-- start DATASET EXCERPTS --

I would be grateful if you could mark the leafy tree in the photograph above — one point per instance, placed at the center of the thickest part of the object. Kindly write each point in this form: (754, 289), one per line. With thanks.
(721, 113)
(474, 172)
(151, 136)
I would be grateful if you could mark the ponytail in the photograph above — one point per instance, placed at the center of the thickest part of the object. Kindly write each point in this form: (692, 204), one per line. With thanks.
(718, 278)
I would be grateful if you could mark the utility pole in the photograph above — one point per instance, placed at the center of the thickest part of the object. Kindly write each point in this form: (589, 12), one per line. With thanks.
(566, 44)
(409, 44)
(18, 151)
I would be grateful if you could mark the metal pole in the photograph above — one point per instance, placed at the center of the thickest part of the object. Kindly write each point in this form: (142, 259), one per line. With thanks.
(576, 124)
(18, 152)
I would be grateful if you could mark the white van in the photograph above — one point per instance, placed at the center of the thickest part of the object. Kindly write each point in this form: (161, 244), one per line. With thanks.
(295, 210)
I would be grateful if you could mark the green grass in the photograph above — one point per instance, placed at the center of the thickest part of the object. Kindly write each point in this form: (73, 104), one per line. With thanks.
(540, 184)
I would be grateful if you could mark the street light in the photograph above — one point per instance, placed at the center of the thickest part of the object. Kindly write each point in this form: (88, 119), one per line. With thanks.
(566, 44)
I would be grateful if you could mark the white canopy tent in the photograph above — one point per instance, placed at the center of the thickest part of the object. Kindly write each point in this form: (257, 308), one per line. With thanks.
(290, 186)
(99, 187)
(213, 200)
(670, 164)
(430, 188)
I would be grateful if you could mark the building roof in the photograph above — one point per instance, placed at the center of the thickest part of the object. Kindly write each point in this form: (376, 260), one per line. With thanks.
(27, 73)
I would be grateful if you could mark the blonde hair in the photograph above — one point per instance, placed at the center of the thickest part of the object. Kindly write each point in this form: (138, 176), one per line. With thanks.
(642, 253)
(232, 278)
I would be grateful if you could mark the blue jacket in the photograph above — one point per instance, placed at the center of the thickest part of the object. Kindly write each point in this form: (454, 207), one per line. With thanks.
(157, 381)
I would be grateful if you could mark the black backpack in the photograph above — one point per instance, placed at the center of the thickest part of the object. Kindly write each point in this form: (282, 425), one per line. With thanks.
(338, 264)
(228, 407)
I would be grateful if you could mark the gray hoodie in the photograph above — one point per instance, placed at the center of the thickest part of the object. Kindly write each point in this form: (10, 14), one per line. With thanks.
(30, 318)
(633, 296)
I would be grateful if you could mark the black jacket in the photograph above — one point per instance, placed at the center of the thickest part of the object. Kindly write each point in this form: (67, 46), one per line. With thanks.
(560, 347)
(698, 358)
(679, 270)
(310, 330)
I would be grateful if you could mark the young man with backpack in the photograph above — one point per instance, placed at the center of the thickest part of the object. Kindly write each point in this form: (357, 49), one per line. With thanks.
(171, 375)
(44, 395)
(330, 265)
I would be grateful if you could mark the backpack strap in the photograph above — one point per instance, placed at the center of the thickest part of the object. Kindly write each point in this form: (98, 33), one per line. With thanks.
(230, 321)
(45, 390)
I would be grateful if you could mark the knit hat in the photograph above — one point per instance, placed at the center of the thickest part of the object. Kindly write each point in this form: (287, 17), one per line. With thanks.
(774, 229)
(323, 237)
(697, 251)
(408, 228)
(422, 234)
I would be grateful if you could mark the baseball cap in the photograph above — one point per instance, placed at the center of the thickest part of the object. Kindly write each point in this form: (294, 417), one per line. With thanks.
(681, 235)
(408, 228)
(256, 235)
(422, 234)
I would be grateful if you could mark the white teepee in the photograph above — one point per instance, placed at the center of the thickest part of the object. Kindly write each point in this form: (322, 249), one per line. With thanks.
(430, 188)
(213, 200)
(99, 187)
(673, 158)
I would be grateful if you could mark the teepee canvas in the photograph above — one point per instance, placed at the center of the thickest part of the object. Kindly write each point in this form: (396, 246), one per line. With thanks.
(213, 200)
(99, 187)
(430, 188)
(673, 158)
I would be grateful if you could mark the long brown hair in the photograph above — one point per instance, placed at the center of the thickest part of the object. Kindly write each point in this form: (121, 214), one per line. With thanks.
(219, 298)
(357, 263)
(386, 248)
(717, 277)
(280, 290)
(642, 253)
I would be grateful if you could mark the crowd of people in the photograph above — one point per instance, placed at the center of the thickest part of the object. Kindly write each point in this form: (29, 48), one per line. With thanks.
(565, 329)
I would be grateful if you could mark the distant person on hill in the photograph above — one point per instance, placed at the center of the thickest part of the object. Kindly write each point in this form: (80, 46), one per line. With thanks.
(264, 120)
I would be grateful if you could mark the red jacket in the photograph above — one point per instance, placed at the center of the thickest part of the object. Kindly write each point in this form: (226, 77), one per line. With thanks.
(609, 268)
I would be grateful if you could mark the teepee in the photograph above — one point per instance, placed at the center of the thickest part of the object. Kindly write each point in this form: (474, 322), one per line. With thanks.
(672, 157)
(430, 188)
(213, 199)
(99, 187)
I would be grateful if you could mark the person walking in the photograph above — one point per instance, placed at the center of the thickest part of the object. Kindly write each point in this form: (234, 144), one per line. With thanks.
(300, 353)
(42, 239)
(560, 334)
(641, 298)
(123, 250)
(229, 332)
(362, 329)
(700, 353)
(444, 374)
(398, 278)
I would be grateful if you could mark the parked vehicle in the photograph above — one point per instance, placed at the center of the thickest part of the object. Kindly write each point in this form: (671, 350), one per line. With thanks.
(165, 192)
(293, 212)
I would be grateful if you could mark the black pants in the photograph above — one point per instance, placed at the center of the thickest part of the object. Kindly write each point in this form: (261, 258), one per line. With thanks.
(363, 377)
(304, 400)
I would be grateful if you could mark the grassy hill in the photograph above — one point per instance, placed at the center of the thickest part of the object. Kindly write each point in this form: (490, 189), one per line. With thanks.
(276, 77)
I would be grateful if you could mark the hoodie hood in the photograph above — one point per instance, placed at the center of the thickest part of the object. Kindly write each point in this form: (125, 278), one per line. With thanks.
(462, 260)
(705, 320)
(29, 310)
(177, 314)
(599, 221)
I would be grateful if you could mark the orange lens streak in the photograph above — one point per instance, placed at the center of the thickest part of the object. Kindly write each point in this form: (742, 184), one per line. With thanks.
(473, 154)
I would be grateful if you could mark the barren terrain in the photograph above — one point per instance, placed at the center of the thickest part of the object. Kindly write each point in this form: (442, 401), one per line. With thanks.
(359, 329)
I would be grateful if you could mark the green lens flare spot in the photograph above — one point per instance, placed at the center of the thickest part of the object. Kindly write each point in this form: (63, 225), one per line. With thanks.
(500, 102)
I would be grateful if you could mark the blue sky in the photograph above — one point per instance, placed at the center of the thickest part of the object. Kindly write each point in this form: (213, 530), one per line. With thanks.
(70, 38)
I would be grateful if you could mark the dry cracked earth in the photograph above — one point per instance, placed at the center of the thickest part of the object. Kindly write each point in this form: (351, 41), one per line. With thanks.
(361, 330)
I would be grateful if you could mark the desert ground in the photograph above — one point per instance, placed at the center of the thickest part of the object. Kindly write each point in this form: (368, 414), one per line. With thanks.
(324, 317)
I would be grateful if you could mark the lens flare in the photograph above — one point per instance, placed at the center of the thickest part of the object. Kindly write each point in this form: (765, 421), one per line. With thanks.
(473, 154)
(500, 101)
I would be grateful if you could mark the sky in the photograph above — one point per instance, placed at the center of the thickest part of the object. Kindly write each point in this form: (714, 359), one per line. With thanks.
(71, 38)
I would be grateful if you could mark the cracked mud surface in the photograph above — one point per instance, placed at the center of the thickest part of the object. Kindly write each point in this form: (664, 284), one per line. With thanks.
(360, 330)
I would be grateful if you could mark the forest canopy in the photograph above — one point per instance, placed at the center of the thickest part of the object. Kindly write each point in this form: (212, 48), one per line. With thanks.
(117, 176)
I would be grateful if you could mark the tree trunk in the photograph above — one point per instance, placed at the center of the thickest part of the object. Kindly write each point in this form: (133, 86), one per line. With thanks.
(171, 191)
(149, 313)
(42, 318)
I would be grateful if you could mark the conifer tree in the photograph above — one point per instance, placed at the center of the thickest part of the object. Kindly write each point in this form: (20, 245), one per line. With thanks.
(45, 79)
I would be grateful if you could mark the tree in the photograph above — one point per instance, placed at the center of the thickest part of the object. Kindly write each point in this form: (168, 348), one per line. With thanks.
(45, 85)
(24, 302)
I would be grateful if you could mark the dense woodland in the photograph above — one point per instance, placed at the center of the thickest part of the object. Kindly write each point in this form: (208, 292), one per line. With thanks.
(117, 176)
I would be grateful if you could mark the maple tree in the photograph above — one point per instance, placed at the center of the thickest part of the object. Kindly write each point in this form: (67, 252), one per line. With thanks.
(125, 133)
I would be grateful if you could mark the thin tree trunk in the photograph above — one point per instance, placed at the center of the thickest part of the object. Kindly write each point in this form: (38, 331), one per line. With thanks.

-- end DATASET EXCERPTS --

◆ EXERCISE DESCRIPTION
Return, word for word, each line from the line that contains "I would be grateful if you could mark the dense" to the end of the listing above; include both end lines and nothing else.

◆ REPLY TO THE EXERCISE
I would be grateful if you could mark the dense woodland in the photograph above — one point per instance, placed at the center of the thickest part of the object. Kindly write each point in this form: (208, 292), one per line. With thanks.
(117, 176)
I would be grateful if you could mark the maple tree in the photograph above — one point per instance, placed at the center of the thickest part of the object. Kindly write each point in this form: (67, 252), one per line. With thanks.
(125, 133)
I would be grateful if you could mark the thin tree trunk in the photograph above — one point per instance, placed at the center of the thickest part of the object. Kindly write each point in this form: (38, 331), one per line. With thanks.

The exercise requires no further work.